WHAT YOU ARE ASKED TO DO: Pick out every line of the listing below that contains the string "aircraft", matching case exactly.

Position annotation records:
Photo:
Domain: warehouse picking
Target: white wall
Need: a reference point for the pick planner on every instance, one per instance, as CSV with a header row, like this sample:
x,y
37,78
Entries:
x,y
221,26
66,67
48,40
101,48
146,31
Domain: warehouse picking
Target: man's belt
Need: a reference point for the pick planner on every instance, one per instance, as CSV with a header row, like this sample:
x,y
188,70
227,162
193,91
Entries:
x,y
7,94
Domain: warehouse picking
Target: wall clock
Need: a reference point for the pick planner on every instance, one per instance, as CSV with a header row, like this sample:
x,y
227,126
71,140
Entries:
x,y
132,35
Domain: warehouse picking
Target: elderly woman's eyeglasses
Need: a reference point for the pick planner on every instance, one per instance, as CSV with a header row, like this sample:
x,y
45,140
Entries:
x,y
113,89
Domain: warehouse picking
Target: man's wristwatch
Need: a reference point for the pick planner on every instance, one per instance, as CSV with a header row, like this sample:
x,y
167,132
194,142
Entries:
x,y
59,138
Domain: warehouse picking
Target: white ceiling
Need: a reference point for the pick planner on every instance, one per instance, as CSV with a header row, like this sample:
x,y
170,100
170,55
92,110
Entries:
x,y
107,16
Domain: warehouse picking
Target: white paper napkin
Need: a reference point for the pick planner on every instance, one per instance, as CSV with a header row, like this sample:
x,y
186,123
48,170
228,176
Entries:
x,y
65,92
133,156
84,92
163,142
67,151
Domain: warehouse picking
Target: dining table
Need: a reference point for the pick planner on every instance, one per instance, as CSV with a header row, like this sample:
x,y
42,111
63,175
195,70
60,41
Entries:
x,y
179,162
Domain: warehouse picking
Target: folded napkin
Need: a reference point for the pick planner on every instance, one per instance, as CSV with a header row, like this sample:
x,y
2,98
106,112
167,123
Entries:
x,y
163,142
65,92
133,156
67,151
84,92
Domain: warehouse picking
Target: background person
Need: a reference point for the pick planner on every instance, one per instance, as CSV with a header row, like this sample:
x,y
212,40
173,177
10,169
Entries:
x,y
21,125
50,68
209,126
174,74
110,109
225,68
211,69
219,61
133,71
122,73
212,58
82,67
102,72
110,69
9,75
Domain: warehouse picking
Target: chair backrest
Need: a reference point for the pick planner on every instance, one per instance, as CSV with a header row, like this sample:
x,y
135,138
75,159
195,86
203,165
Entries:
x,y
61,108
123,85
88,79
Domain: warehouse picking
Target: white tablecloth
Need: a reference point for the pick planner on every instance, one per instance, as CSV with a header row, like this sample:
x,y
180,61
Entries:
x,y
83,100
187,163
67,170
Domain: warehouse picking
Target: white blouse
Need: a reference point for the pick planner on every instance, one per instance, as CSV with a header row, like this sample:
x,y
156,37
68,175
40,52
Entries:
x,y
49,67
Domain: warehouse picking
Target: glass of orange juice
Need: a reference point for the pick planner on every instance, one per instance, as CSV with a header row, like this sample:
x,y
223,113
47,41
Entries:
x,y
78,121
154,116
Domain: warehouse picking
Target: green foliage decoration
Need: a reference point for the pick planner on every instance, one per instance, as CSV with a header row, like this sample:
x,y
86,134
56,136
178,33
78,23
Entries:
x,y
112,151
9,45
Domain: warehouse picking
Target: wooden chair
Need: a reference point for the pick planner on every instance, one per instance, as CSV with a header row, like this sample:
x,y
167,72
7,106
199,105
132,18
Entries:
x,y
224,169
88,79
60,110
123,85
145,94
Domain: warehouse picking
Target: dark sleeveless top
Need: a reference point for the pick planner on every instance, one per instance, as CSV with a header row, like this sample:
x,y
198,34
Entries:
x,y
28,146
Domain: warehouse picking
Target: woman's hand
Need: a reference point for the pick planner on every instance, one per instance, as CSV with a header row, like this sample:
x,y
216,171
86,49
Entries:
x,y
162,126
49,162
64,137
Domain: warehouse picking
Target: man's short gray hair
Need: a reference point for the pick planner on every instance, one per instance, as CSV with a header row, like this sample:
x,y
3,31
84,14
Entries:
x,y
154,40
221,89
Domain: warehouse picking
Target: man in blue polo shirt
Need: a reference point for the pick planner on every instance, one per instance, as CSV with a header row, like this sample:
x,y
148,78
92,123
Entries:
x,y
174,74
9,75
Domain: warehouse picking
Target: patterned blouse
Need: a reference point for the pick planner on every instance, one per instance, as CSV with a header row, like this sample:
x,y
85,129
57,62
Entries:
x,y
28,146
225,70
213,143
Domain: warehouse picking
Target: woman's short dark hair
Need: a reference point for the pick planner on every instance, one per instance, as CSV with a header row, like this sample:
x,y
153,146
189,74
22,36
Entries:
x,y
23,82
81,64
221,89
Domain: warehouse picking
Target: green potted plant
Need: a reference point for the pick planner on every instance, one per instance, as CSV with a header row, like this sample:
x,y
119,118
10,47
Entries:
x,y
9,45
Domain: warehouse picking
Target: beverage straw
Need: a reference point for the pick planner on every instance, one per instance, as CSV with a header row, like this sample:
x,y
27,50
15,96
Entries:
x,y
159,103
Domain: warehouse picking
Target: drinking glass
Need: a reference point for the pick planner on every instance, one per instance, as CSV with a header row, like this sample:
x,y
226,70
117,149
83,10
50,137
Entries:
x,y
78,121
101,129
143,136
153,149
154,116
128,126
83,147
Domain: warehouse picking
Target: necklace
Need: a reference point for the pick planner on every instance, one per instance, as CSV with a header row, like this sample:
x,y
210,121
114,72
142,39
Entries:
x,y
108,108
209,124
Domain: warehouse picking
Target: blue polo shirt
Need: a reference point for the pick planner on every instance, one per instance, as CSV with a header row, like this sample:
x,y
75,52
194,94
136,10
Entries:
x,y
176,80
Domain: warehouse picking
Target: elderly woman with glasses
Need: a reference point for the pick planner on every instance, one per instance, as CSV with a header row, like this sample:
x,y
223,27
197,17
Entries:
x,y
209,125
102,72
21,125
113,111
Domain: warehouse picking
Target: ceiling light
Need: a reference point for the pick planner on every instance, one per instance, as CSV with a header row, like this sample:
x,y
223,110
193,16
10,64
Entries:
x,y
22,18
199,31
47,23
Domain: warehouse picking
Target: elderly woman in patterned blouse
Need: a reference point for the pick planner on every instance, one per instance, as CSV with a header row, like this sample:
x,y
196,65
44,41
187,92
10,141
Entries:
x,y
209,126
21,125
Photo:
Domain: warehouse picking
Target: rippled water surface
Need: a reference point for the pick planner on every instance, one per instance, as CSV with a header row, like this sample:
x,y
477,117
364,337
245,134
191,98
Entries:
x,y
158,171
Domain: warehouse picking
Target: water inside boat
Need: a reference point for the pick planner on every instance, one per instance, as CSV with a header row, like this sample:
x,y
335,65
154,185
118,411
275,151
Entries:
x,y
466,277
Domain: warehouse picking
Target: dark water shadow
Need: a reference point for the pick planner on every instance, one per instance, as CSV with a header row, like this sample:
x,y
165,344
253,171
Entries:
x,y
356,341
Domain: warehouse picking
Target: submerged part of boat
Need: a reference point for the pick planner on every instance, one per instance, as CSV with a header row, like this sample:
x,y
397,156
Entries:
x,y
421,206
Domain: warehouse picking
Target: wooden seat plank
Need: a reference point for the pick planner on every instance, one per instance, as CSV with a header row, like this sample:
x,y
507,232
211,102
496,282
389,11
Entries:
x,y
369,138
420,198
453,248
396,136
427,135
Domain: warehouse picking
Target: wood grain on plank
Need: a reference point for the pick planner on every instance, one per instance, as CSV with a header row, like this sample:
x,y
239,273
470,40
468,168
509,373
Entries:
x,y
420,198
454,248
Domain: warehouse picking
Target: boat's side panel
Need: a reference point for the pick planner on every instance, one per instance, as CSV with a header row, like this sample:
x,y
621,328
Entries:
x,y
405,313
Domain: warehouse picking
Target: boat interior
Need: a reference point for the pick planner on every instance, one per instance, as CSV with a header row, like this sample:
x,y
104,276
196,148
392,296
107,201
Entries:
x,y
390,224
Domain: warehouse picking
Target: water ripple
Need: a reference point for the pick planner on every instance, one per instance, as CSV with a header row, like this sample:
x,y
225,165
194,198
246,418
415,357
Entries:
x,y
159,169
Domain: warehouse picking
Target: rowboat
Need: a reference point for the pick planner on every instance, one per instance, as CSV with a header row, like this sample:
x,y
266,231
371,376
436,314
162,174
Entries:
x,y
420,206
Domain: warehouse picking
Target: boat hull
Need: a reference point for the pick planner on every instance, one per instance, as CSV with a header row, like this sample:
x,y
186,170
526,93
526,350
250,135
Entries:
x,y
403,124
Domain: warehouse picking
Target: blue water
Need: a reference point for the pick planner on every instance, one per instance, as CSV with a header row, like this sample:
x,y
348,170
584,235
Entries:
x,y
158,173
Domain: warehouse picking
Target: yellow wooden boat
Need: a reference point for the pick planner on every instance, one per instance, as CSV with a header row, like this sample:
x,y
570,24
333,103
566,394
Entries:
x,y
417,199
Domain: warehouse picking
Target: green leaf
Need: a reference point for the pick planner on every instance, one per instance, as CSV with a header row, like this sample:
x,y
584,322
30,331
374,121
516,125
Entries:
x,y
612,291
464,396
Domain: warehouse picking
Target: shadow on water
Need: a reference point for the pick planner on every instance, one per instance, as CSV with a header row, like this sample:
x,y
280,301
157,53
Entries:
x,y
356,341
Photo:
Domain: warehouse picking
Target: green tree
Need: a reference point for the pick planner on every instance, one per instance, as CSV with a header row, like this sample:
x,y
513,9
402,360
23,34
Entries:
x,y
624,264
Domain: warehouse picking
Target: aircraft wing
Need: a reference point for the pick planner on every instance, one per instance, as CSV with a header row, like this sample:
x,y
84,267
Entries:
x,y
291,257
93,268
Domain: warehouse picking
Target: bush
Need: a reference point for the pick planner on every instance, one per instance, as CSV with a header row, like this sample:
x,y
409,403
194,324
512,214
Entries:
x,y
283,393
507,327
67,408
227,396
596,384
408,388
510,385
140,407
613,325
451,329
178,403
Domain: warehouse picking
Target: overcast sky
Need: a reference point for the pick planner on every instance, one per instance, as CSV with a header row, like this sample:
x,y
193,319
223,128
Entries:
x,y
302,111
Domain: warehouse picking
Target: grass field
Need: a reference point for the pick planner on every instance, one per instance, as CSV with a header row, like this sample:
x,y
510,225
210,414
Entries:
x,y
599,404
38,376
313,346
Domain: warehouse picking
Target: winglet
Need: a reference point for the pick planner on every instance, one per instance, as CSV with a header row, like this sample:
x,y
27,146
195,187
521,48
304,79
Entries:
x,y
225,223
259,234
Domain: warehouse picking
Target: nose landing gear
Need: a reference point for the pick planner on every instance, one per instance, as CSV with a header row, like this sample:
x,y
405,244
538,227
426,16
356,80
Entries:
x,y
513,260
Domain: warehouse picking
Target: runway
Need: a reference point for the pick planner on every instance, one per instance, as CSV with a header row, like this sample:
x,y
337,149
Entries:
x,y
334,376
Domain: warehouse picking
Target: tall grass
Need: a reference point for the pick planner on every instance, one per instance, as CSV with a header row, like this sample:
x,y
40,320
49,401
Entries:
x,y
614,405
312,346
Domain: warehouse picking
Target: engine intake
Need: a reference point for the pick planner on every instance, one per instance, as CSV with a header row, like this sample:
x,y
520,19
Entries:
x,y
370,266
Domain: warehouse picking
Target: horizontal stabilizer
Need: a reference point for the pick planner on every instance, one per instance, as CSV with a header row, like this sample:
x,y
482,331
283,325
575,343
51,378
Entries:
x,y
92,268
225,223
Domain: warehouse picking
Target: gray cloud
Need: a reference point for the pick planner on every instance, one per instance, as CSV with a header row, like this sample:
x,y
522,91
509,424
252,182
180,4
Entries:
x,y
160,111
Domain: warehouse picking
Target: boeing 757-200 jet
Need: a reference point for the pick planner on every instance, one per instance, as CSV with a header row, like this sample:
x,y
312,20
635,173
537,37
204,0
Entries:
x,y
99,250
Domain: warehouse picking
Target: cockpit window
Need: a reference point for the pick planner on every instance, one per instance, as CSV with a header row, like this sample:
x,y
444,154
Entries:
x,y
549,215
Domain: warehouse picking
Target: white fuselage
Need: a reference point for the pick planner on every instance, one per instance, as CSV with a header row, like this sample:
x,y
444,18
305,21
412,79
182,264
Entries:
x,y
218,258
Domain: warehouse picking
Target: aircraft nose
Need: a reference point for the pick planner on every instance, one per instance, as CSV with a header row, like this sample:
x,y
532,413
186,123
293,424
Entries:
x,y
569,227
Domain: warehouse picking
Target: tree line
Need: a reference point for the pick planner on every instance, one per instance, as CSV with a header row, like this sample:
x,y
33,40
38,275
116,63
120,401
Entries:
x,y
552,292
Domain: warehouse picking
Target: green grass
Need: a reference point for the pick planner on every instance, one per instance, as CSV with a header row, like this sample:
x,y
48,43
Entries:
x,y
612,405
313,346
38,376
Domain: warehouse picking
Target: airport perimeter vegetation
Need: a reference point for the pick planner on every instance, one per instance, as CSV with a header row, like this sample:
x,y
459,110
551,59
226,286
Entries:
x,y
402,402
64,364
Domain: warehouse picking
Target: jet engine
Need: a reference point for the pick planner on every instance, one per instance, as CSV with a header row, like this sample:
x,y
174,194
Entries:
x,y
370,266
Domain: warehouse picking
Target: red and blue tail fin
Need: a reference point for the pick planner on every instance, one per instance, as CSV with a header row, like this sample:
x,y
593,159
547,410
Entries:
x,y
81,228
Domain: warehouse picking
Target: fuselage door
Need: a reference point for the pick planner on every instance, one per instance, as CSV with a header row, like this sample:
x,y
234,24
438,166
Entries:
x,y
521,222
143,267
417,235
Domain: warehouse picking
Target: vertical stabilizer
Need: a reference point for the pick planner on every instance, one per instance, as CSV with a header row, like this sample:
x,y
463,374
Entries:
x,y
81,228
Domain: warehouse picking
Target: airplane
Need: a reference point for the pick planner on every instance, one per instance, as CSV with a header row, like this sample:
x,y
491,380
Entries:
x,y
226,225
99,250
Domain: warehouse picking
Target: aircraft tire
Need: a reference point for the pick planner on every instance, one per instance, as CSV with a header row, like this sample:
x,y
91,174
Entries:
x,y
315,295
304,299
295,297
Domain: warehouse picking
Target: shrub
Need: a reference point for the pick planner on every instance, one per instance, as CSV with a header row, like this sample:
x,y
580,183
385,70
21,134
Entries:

COMPLETED EXERCISE:
Target: aircraft wing
Target: aircraft nose
Target: aircraft tire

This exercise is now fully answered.